INSTRUCTIONS FOR THE TASK :: Starting at the line that contains "Run detection for person", quote each line exactly through the last line of the entries, both included.

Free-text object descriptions
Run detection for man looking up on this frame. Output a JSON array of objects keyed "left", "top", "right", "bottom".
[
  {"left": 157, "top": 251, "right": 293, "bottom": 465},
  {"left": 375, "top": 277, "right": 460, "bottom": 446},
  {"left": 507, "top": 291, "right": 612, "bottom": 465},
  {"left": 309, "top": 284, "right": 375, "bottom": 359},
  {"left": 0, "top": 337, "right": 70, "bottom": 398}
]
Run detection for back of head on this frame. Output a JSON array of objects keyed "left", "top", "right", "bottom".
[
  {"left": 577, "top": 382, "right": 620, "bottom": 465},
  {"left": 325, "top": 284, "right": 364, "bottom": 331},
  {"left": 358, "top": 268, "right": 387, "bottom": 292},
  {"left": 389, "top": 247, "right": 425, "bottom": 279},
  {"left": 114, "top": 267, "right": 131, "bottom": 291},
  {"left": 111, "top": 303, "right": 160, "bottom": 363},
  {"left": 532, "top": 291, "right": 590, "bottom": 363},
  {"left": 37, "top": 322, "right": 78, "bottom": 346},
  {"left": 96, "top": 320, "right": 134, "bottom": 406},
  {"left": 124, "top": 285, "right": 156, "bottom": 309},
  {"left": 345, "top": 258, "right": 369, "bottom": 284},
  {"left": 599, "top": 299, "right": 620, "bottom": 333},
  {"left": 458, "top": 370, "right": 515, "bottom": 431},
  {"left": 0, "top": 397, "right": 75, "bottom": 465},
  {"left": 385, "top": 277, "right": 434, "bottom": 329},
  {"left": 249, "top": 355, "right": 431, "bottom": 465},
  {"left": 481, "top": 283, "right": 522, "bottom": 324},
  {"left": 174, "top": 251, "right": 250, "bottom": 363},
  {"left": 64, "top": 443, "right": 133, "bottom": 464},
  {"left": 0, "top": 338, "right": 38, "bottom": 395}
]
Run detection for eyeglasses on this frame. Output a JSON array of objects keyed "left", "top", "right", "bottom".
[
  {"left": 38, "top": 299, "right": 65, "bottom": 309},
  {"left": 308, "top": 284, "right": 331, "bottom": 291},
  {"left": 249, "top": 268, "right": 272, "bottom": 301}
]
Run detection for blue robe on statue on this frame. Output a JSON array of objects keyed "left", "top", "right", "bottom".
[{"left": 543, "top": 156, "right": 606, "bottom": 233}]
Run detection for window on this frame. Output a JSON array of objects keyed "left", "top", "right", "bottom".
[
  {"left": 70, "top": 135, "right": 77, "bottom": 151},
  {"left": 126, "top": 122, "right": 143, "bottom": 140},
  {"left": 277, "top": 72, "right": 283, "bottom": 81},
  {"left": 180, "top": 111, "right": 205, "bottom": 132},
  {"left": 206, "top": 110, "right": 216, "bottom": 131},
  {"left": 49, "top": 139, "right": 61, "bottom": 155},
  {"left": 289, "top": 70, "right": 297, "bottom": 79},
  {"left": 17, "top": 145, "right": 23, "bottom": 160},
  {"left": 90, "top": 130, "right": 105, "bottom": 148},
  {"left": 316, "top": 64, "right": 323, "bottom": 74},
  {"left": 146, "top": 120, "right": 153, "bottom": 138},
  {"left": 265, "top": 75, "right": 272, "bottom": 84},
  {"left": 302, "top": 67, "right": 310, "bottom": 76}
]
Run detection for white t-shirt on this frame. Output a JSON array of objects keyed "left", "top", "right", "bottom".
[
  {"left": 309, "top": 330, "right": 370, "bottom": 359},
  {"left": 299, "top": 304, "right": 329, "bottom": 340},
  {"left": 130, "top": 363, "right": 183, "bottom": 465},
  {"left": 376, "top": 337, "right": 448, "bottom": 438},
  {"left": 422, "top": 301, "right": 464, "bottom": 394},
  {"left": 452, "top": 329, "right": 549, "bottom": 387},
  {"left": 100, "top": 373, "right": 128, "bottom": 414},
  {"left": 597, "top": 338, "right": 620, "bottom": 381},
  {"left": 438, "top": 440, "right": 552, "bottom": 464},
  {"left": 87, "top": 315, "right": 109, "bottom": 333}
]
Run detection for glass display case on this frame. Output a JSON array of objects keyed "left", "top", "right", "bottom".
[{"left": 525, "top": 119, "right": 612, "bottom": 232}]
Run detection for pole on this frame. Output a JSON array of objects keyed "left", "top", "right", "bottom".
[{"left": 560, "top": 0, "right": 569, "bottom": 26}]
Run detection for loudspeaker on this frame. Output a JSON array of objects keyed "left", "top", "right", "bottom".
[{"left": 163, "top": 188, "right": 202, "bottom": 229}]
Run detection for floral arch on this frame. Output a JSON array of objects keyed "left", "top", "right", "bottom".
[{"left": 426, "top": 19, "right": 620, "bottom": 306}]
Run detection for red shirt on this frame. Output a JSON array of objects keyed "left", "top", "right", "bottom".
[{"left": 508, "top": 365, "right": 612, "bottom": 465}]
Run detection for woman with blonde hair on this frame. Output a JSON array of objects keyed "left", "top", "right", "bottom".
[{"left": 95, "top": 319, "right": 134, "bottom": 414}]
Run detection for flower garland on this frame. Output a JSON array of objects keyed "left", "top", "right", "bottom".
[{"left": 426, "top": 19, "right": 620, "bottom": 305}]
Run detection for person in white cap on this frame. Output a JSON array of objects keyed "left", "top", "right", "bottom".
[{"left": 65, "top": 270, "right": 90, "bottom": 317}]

ANSWER FOR THE TASK ::
Run detection for person in white cap on this frame. Output a JSON array of objects keyed "left", "top", "right", "bottom".
[{"left": 65, "top": 270, "right": 90, "bottom": 317}]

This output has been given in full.